Отрывок для чтения:
Когда мы с Шалиным вернулись к нему домой, ему позвонил редактор «Лос-Анджелес Таймс» и попросил прокомментировать эти самые слухи. Я сказал: «Дима, дело твое, но я бы в это дело не ввязывался. У американцев политическая память нулевая, вчерашних политических прогнозов уже на следующий день никто не помнит, все политики и комментаторы уверяют, что они всегда были правы. Но здесь – случай особый. Если ты поддержишь эти слухи, это будет нехорошо. Но если ты скажешь, что это – чепуха, еврейская община это запомнит, и если кого-то изобьют даже через полгода, виноватым окажешься ты». Как поступил Шалин, я не знаю.
Мой доклад в Русском центре прошел хорошо, после чего Шалин, с ведома руководства, предложил мне подать туда заявку на грант (практически Дима все за меня сделал, я такие бумаги писать не умел, да и сейчас не умею). Насколько это замечательно, я не понимал, попросил грант всего на один семестр, вернулся в Москву и обо всем забыл, тем более что ответ задержался. И вот сижу я дома и обсуждаю с канадским коллегой программу моей лекции в Торонто в январе 1992 г. Раздается телефонный звонок: «Говорит Маршал Голдман, замдиректора Русского центра, вы получили наше письмо?» – «Какое письмо?» – «Мы вам дали годичный грант». Никакого письма я не получал. Ну, думаю, хороши же эти советологи, если думают, что в Москву можно посылать простые письма. «Спасибо, но я просил один семестр». – «Это ваше дело, сократить срок несложно, но вы подумайте, так никто не делает, год – лучше, чем полгода». Когда я рассказал об этом знакомым, все сказали, что я идиот, и я поехал в США на год.

Задание: Как представился человек, позвонивший по телефону, в отрывке о гранте Русского центра?

Исходные данные:
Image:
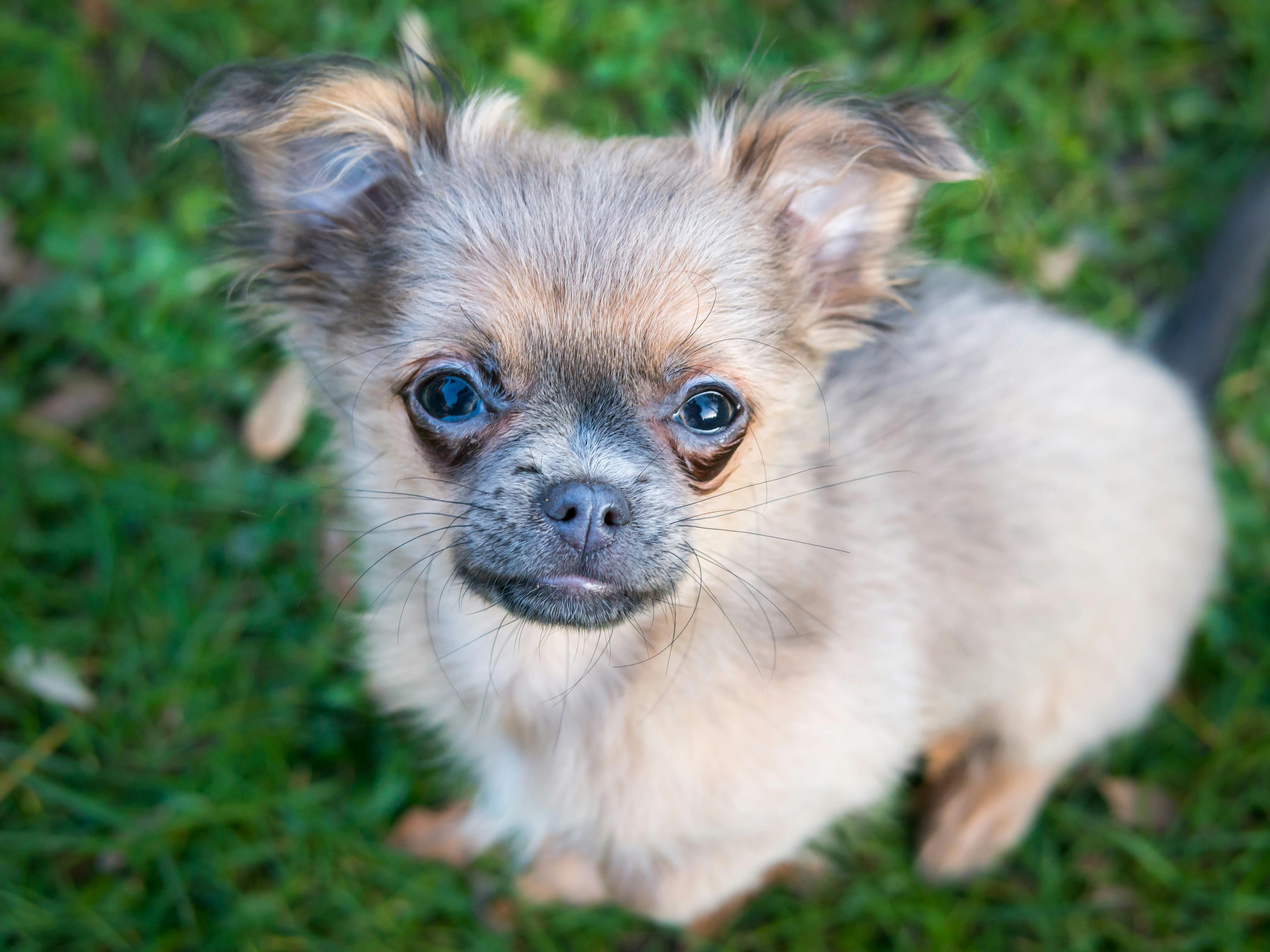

Ответ к заданию: Маршал Голдман, замдиректора Русского центра.